(Point annotation data)
┌────────

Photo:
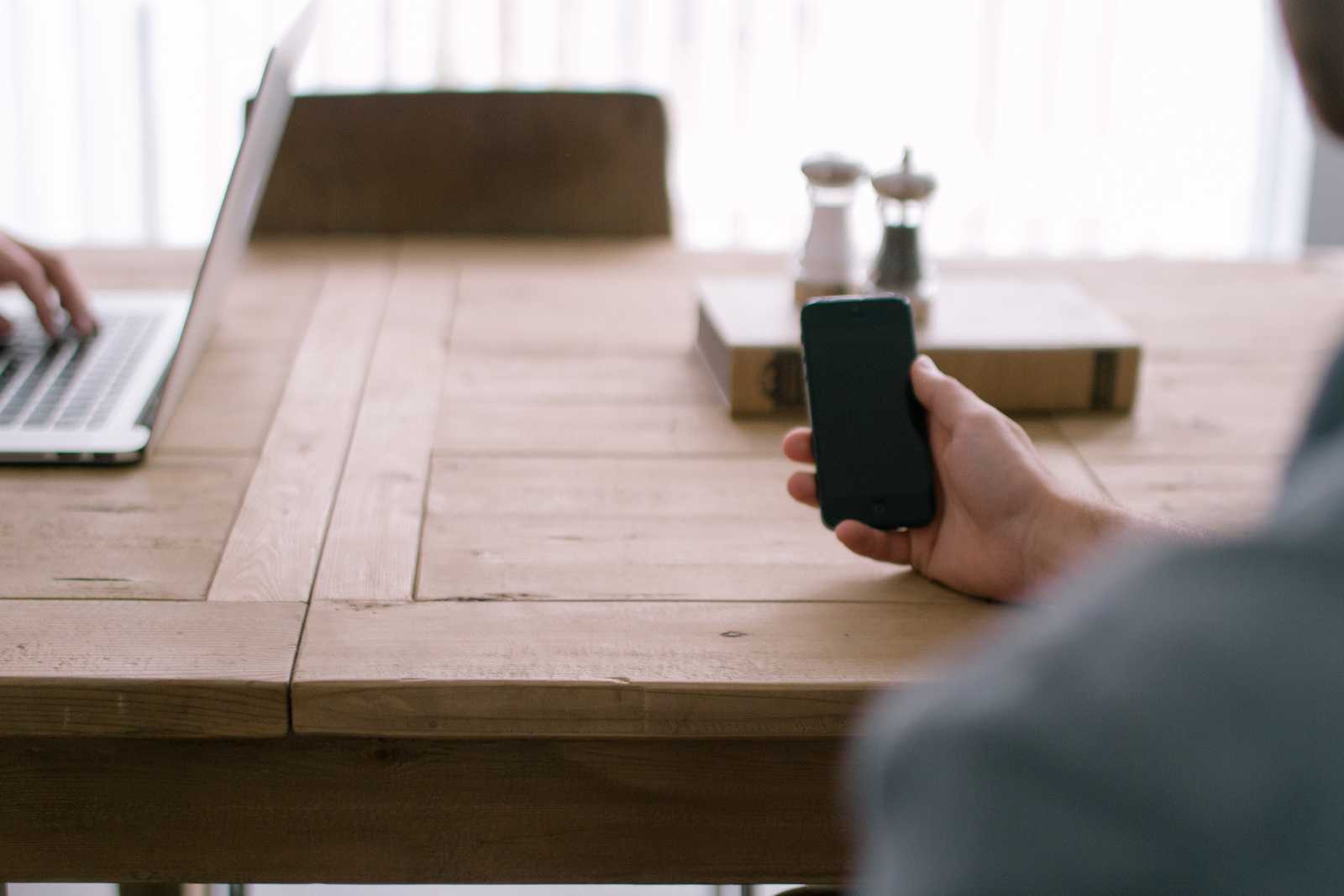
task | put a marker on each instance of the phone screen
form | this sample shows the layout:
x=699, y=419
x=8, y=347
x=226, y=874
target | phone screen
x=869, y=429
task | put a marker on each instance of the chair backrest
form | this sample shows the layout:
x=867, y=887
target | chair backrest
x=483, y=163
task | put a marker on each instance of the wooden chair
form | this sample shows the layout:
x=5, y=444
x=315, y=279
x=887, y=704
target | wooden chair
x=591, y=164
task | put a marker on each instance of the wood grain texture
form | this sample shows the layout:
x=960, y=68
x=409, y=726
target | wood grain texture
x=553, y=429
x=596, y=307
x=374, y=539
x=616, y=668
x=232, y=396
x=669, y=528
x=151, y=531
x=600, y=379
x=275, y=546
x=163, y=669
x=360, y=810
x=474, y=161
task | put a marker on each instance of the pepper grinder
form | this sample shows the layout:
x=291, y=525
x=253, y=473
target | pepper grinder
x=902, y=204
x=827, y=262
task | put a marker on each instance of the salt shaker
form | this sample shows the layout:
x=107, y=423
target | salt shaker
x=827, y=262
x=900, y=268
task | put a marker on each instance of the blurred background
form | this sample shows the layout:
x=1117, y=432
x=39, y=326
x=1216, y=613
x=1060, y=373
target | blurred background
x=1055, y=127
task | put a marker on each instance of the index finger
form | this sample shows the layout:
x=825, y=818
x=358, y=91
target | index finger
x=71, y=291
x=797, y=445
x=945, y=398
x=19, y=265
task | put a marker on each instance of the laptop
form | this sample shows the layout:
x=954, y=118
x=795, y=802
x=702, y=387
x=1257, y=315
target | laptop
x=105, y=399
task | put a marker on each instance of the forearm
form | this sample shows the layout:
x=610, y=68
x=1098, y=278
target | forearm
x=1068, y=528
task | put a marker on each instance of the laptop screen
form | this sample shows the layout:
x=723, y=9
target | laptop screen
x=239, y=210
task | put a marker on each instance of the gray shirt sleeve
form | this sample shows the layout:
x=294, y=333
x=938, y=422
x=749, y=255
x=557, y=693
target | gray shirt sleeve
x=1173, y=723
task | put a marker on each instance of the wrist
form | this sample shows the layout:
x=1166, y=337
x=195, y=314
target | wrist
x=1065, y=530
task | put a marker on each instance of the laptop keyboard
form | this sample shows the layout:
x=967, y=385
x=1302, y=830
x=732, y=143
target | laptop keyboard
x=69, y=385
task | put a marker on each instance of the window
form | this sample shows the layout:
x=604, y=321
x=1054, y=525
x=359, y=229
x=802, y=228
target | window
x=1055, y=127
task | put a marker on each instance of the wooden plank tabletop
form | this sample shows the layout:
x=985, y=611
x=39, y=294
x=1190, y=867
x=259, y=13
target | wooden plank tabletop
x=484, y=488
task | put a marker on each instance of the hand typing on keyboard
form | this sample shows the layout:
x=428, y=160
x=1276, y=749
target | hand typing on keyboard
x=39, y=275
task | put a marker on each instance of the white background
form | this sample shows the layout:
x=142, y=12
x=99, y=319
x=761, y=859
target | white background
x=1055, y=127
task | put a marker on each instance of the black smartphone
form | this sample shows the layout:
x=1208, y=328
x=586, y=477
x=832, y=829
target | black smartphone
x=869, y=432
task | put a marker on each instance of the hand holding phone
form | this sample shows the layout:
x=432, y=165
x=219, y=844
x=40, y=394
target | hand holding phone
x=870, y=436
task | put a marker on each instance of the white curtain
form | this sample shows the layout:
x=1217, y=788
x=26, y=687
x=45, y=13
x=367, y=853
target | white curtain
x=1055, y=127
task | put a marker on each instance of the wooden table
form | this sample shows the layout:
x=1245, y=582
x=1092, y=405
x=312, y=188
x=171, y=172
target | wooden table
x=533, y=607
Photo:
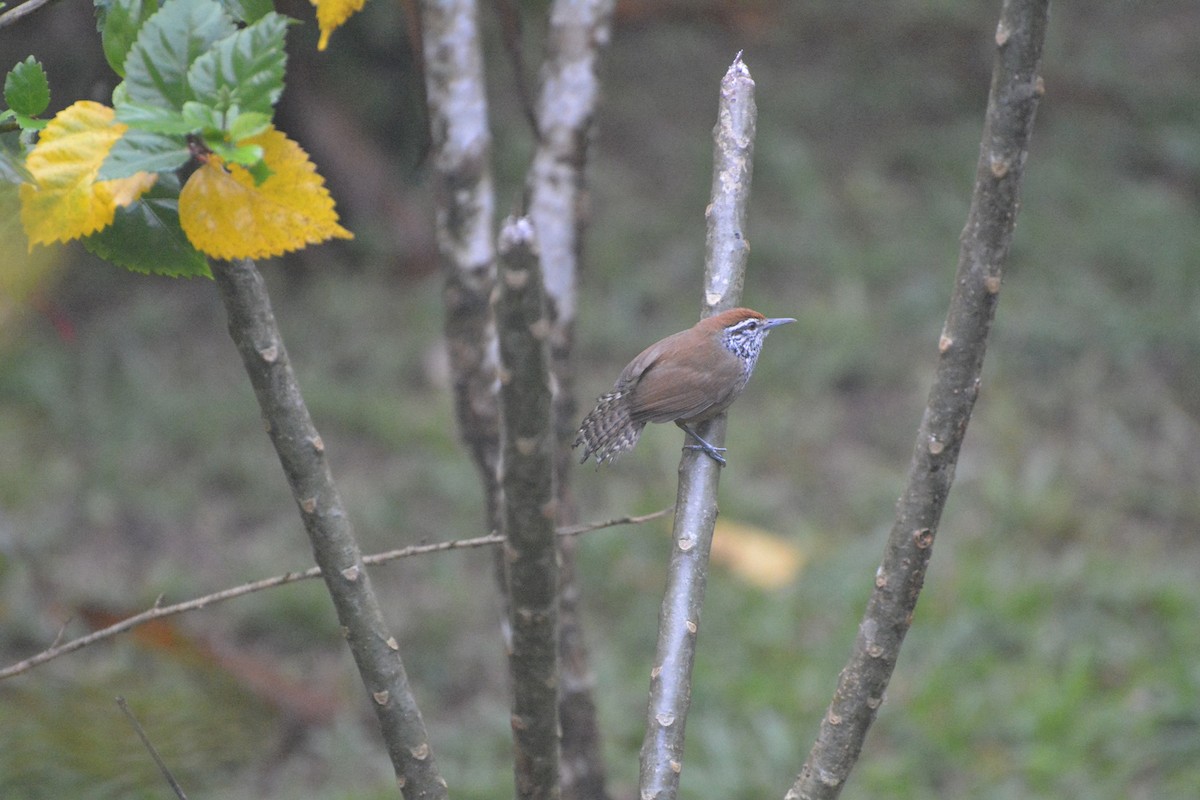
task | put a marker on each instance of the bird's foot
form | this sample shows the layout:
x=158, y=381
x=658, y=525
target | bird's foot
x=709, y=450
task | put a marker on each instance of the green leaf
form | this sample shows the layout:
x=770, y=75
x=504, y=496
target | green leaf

└────────

- What to do
Echo the lines of the material from the one containing "the white curtain" through the end, with both of these included. Leave the pictures out of your copy.

- Solution to the problem
task | put a marker on each instance of the white curtain
form | this sample shows the layout:
x=1217, y=788
x=26, y=687
x=45, y=13
x=367, y=853
target | white curtain
x=1055, y=127
task | put a marker on each instance of the wooden table
form | this sample shows the layout:
x=1245, y=582
x=1092, y=405
x=312, y=188
x=171, y=172
target | wooden table
x=533, y=607
Photo:
task | put a marker on each instance of the bird's foot
form | this sample shows the layout:
x=158, y=381
x=658, y=525
target | bird's foot
x=709, y=450
task | put a marker on each instance of the green leaf
form | this sample shows the layout:
x=770, y=75
x=504, y=496
target | green leaf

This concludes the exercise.